GOAL.
Keep the pictures out of the copy and print all the entries below exactly.

---------- EXCERPTED RECORDS

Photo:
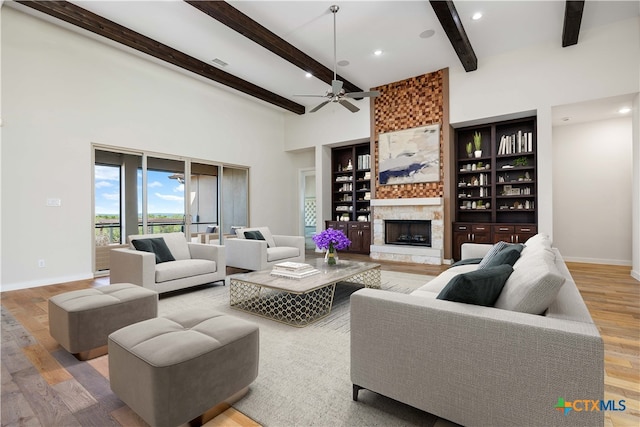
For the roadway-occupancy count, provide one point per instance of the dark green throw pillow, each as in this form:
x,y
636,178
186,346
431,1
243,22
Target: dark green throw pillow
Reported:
x,y
509,255
479,287
254,235
156,246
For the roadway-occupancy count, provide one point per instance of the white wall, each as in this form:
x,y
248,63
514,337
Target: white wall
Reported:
x,y
592,180
62,92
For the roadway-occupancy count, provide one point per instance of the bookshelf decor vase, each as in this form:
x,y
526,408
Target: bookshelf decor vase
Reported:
x,y
331,256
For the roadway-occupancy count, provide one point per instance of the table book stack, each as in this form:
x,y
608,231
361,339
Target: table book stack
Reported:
x,y
294,270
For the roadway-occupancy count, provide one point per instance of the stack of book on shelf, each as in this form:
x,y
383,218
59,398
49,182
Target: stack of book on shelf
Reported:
x,y
294,270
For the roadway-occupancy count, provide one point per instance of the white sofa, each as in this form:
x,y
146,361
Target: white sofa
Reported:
x,y
483,365
195,264
251,254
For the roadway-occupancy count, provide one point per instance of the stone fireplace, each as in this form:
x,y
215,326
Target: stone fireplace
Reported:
x,y
411,232
417,213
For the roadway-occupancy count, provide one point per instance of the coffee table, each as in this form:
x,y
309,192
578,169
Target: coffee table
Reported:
x,y
298,302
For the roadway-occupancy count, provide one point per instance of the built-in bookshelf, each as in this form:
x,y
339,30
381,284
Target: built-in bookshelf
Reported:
x,y
351,194
496,191
351,183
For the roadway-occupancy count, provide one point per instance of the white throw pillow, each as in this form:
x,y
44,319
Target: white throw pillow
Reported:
x,y
531,288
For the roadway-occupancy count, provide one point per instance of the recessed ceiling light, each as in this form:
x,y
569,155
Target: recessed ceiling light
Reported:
x,y
426,34
219,62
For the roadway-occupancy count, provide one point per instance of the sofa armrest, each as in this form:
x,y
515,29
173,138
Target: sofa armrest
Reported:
x,y
471,364
246,254
210,252
291,241
131,266
474,250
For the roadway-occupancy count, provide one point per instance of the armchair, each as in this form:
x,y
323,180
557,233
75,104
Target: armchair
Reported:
x,y
260,251
194,264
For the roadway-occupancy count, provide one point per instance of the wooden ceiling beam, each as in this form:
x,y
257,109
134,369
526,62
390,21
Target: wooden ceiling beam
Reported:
x,y
572,19
83,18
231,17
452,25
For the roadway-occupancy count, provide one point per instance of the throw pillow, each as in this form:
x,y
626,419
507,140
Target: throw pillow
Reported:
x,y
479,287
532,289
495,249
254,235
156,246
466,262
509,255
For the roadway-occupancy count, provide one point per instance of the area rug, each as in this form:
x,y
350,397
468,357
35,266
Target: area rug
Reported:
x,y
303,377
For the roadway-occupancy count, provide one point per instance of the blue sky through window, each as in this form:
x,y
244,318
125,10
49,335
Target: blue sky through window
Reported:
x,y
165,195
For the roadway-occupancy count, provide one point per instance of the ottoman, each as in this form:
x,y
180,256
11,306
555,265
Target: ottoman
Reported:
x,y
81,321
171,370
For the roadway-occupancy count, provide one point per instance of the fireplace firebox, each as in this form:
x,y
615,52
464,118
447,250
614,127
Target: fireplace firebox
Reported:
x,y
407,232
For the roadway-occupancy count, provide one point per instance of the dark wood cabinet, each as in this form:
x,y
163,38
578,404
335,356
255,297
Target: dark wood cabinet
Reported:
x,y
358,232
351,195
496,192
469,233
351,183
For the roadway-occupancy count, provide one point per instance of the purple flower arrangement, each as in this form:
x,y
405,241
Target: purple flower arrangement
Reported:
x,y
330,237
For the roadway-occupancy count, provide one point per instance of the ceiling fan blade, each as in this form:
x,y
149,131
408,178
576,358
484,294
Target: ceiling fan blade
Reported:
x,y
336,86
319,106
371,94
349,105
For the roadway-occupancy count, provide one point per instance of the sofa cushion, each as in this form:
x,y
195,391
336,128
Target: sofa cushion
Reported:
x,y
281,252
178,245
436,284
538,240
466,262
155,245
183,268
255,235
480,287
508,255
532,286
495,249
263,230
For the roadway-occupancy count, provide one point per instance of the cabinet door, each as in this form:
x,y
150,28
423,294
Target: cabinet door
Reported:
x,y
503,233
524,232
459,237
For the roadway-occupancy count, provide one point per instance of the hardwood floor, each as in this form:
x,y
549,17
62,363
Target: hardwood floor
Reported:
x,y
43,385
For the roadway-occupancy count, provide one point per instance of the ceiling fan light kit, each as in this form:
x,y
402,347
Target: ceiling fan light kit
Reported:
x,y
337,93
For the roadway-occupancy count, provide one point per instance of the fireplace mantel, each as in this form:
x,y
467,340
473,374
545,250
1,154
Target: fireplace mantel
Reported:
x,y
426,201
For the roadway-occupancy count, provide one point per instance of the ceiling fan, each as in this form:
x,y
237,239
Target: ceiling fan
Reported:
x,y
337,93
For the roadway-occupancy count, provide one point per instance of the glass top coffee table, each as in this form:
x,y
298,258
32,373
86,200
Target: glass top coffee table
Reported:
x,y
298,302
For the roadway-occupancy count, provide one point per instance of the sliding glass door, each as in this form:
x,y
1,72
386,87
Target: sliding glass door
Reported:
x,y
139,193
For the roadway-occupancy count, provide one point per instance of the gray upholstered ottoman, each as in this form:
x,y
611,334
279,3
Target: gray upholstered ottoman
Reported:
x,y
171,370
81,321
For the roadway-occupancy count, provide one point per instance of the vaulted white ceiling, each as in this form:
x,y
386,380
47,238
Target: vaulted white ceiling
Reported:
x,y
394,27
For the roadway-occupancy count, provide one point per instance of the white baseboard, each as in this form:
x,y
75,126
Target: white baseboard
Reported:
x,y
45,282
598,261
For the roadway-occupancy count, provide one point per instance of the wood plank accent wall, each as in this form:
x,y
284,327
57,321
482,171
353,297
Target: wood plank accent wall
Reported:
x,y
410,103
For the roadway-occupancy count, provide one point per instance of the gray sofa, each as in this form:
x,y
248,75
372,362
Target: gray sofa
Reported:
x,y
480,365
195,264
262,254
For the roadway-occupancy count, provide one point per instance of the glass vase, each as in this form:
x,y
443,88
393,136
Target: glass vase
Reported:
x,y
331,256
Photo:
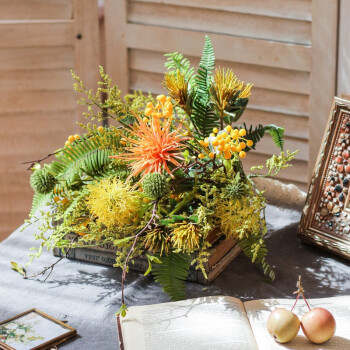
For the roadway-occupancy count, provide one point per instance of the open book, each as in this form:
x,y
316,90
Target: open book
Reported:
x,y
223,323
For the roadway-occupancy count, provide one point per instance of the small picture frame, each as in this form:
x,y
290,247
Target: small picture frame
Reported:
x,y
325,220
32,330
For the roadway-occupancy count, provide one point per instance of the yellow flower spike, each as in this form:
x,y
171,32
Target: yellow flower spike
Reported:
x,y
227,155
161,98
71,138
148,112
242,154
242,132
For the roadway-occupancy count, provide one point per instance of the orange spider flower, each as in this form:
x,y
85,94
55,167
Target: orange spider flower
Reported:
x,y
153,147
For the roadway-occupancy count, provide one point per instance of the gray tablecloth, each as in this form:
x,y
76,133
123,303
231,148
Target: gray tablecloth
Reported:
x,y
88,296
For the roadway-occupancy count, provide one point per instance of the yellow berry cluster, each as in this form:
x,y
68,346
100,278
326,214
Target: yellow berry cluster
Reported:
x,y
163,109
71,139
227,143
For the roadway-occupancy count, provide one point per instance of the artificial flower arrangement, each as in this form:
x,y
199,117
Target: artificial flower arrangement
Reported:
x,y
158,181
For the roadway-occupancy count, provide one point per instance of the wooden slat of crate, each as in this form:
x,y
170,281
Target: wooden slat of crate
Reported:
x,y
230,48
36,9
61,57
293,9
229,23
36,79
38,33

--------------------

CORRECT OUTPUT.
Photo:
For the roadway-occupancy count, provide one point per instance of the dark green throw pillow, each as in this form:
x,y
636,178
186,346
431,1
243,22
Target: dark green throw pillow
Reported:
x,y
509,255
479,287
254,235
156,246
For the roadway-occupancy count, provide one point per instance of the white wall, each as in this form:
x,y
248,63
514,337
Target: white wall
Reported:
x,y
592,180
62,92
For the roadway-occupancy count, provide one point per instance of the bookshelf decor vase, each as in this form:
x,y
526,408
Target: bookshelf decor vase
Reported:
x,y
331,256
For the roadway-occupancy count, provide one point per instance of the table book stack, each as in this form:
x,y
608,231
361,339
Target: table book stack
Reported:
x,y
294,270
For the roadway-occupancy count, provide one point per instance of the stack of book on shelf, each as in this form:
x,y
383,218
59,398
49,182
Target: stack of book on shelf
Reported:
x,y
294,270
For the roadway-occupancy count, provide one point per instance of the white sofa, each as in this form:
x,y
146,361
Target: white sofa
Reported:
x,y
483,365
195,264
251,254
For the roadway-occupancy count, provide one point per instance of the stone fireplace, each as in this form:
x,y
215,326
Target: stone fireplace
Reported:
x,y
411,232
417,213
For the roadway-occupancy count, provide one point per instance of the coffee table, each as in this form:
x,y
309,192
578,169
Target: coffee table
Reported:
x,y
298,302
For the roadway-occupancy count, provide one point per instance of the built-in bookshelf, each as in this form:
x,y
339,30
381,284
Target: built-in bookshelf
Reported:
x,y
351,194
496,191
351,183
For the roadway-occupancy count, provide one point per instance of the white throw pillow, each as in this form:
x,y
44,319
Target: white throw pillow
Reported:
x,y
531,288
For the roadway-occupancy count, provide one point per instance of the recessed ceiling light, each as in this form:
x,y
569,155
Target: recessed ceiling light
Reported:
x,y
426,34
219,62
For the roadway-occupancy count, provide one point per instance of the sofa armrest, each as in this form:
x,y
515,29
173,138
Target: sofa armrest
Reported:
x,y
471,364
246,254
210,252
291,241
131,266
474,250
For the roadway-occupancy count, provide one point per instance of the armchair, each as in this form:
x,y
323,180
557,233
75,104
Target: armchair
Reported:
x,y
260,251
194,264
For the roadway-occupancy count, provide one point per instance of the wooden ceiling beam, each as in this form:
x,y
257,109
134,369
526,62
390,21
Target: wooden ceiling beam
Reported:
x,y
572,19
83,18
231,17
452,25
For the roadway-occupancy count, provide one point per instance of the throw pillow, each as in this form:
x,y
626,419
507,140
Target: throw pillow
Reported:
x,y
479,287
532,289
495,249
254,235
156,246
466,262
509,255
For the roadway-occupancy count, provide one point per instance of the area rug, each as in this form:
x,y
350,397
468,357
35,266
Target: area rug
Reported:
x,y
303,377
For the roadway-occupancy count, provide one point per instance of the blue sky through window, each as in this form:
x,y
244,318
125,10
49,335
Target: blue sky through window
Reported:
x,y
165,195
For the roadway-occupancy count, provide one point per instance of the ottoman, each as in this form:
x,y
180,256
11,306
555,265
Target: ottoman
Reported:
x,y
81,321
171,370
For the roadway-occupancy count, provide one point per instance of the fireplace firebox, each as in this form:
x,y
615,52
464,118
447,250
614,127
Target: fireplace firebox
Reported:
x,y
407,232
For the roadway-occupancy count, provide one point per instance of the dark wood cabinet, each as in this form:
x,y
163,38
578,404
335,356
255,297
Target: dark wood cabinet
Reported:
x,y
358,232
351,195
496,192
469,233
351,183
For the roadway-occupancy count, provide one point per instance of the purple flower arrangement, each as in this form:
x,y
405,241
Target: purple flower arrangement
Reported:
x,y
330,237
For the roadway-occupancy count, provide one point per instance of the ceiling fan blade, each as in this form:
x,y
149,131
408,178
576,358
484,294
Target: ceiling fan blade
Reported:
x,y
336,86
319,106
371,94
349,105
For the roadway-occupancy count, provide one point per instance of the sofa cushion, each as in this form:
x,y
195,391
336,128
Target: sofa cushion
Reported:
x,y
281,252
178,245
436,284
538,240
466,262
155,245
183,268
255,235
480,287
508,255
532,286
495,249
263,230
For the roadway-occupancy count, provide one point per instance of the cabinet door, each as in this form:
x,y
150,28
423,294
Target: cabinet door
Reported:
x,y
503,233
524,232
459,237
For the roadway-occupancy count, provide one point per instance of the hardwood floor, each as in this form:
x,y
549,17
62,363
Target: hardwood floor
Reported:
x,y
43,385
For the roadway-occupancy count, provide one point per instance of the ceiling fan light kit, each as in this form:
x,y
402,347
Target: ceiling fan light kit
Reported:
x,y
337,93
For the roadway-occupancy count, provide one point per instance of the fireplace mantel, each as in this form:
x,y
467,340
473,374
545,250
1,154
Target: fireplace mantel
Reported:
x,y
426,201
For the roadway-occupancy count, provide one point per instance of the ceiling fan, each as in this form:
x,y
237,239
Target: ceiling fan
Reported:
x,y
337,93
For the roadway-occupancy count, provide one point per instance of the glass top coffee table, each as in this form:
x,y
298,258
32,373
86,200
Target: glass top coffee table
Reported:
x,y
298,302
For the roadway-occupancy count, provide one point per instance of the sliding glass door, each as in this form:
x,y
1,72
386,87
Target: sliding glass door
Reported:
x,y
139,193
For the roadway-occupancy count, provide one point per instance of the gray upholstered ottoman, each as in this form:
x,y
611,334
279,3
Target: gray upholstered ottoman
Reported:
x,y
171,370
81,321
For the roadway-occupancy count, provide one point per instance of the vaulted white ceiling, each as in this form:
x,y
386,380
47,238
Target: vaulted white ceiling
Reported:
x,y
394,27
For the roadway-occupancy count, provide one point per instance of the white baseboard, each as in this form:
x,y
75,126
Target: white baseboard
Reported:
x,y
45,282
598,261
For the roadway-occupancy count, provide one point per instance of the wood plank accent wall, each as in this form:
x,y
284,327
57,321
482,171
353,297
Target: wood plank accent wall
Reported:
x,y
410,103
For the roadway-occupancy count, provide one point per instance of the gray sofa, each as in this form:
x,y
248,75
372,362
Target: gray sofa
Reported:
x,y
480,365
195,264
262,254
For the roadway-occupancy count, provide one point per instance of the glass vase, each as in this form:
x,y
443,88
393,136
Target: glass vase
Reported:
x,y
331,256
Photo:
For the roadway-occupancy count, provide one point per instance of the open book, each as in this form:
x,y
316,90
Target: open book
Reported:
x,y
223,323
For the roadway-occupancy count, provide one point per instance of the small picture frame, each as in this form:
x,y
290,247
Target: small picture frame
Reported:
x,y
325,220
32,330
For the roadway-occupancy count, provide one point per instance of the yellow flower spike, each as in this form:
x,y
171,32
Target: yellow flower spike
Reported:
x,y
227,155
161,98
71,138
148,112
242,154
242,132
For the roadway-occupancy count, provide one point per instance of the orange spider flower, each as in this form:
x,y
85,94
55,167
Target: orange spider flower
Reported:
x,y
153,147
For the roadway-occupancy count, provide one point per instance of the gray tablecloth, each as in this form:
x,y
76,133
123,303
231,148
Target: gray tablecloth
Reported:
x,y
88,296
For the roadway-occupancy count, provide one point per instance of the yellow berry cluster, each as in this form:
x,y
68,346
100,278
326,214
Target: yellow berry cluster
Reported:
x,y
163,109
71,139
227,143
For the roadway-occupancy count, provide one point per instance of the artificial flower arrangement, each as in this form:
x,y
199,117
Target: artificial flower arrangement
Reported:
x,y
158,181
For the roadway-occupancy count, provide one point per instance of the wooden slat of crate, each as in this form:
x,y
170,281
Target: wooden slat of crate
Reported:
x,y
230,48
36,9
61,57
293,9
229,23
36,79
38,33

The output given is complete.